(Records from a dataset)
** Start **

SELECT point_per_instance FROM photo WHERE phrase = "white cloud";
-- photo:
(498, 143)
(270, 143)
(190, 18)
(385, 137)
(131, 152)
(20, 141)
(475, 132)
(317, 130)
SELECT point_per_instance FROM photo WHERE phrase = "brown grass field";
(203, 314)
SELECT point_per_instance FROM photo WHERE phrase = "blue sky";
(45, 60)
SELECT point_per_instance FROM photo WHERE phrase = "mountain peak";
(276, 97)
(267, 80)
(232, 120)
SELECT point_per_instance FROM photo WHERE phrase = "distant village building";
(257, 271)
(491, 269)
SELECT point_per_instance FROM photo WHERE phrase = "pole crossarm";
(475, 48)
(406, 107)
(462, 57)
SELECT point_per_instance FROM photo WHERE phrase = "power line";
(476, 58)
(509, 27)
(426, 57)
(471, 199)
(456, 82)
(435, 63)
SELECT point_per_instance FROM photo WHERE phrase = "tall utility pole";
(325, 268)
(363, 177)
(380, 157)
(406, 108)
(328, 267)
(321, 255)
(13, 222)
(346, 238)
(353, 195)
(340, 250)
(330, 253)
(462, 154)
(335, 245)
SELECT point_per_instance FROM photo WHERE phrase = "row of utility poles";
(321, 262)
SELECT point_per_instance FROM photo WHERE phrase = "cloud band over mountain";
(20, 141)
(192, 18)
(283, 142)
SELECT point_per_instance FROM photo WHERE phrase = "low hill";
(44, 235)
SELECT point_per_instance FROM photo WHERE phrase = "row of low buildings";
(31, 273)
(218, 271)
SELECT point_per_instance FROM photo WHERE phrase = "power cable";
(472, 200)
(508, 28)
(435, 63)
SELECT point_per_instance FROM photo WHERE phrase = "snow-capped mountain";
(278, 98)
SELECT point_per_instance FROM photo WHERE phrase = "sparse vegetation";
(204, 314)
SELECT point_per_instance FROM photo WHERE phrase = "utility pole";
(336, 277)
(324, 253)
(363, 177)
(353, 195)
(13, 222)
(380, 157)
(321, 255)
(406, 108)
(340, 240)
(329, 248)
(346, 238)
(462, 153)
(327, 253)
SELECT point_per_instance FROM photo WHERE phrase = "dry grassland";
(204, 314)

** End **

Job: From the preceding material, extract every line exactly.

Expected output:
SELECT point_per_instance FROM photo WHERE phrase = "white cloud";
-- photo:
(498, 143)
(270, 143)
(190, 18)
(385, 137)
(131, 152)
(20, 141)
(475, 132)
(317, 130)
SELECT point_per_instance FROM photo WHERE phrase = "brown grass field";
(203, 314)
SELECT point_per_instance FROM photo WHERE phrase = "blue sky";
(45, 60)
SELECT point_per_instance FROM photo WHERE phrase = "mountain peak";
(276, 97)
(267, 80)
(232, 120)
SELECT point_per_instance FROM photo WHERE phrase = "distant village building";
(257, 271)
(491, 269)
SELECT point_per_instance FROM photo WHERE phrase = "pole crossarm";
(475, 48)
(406, 107)
(462, 57)
SELECT point_per_instance FROM photo WHERE phrase = "power line";
(476, 58)
(509, 27)
(426, 57)
(471, 199)
(456, 82)
(435, 63)
SELECT point_per_instance FROM photo WHERE phrase = "tall utility pole";
(325, 268)
(363, 177)
(380, 157)
(406, 108)
(328, 267)
(321, 255)
(13, 222)
(346, 238)
(353, 195)
(340, 250)
(330, 253)
(462, 154)
(335, 245)
SELECT point_per_instance FROM photo WHERE phrase = "row of utility poles";
(321, 262)
SELECT point_per_instance FROM photo WHERE phrase = "cloud band over mountain";
(20, 141)
(192, 18)
(283, 142)
SELECT point_per_instance FROM photo WHERE phrase = "low hill";
(44, 235)
SELECT point_per_instance FROM photo WHERE phrase = "row of low buildings";
(31, 273)
(218, 271)
SELECT point_per_instance FROM photo WHERE phrase = "power cable";
(472, 200)
(508, 28)
(435, 63)
SELECT point_per_instance FROM photo WHERE phrase = "snow-capped mountain";
(278, 98)
SELECT point_per_instance FROM photo WHERE phrase = "sparse vegetation";
(204, 314)
SELECT point_per_instance FROM photo WHERE phrase = "utility pole";
(336, 277)
(324, 253)
(363, 177)
(353, 195)
(13, 222)
(380, 157)
(321, 255)
(406, 108)
(340, 240)
(329, 248)
(346, 238)
(462, 153)
(327, 253)
SELECT point_per_instance FROM photo WHERE phrase = "dry grassland";
(204, 314)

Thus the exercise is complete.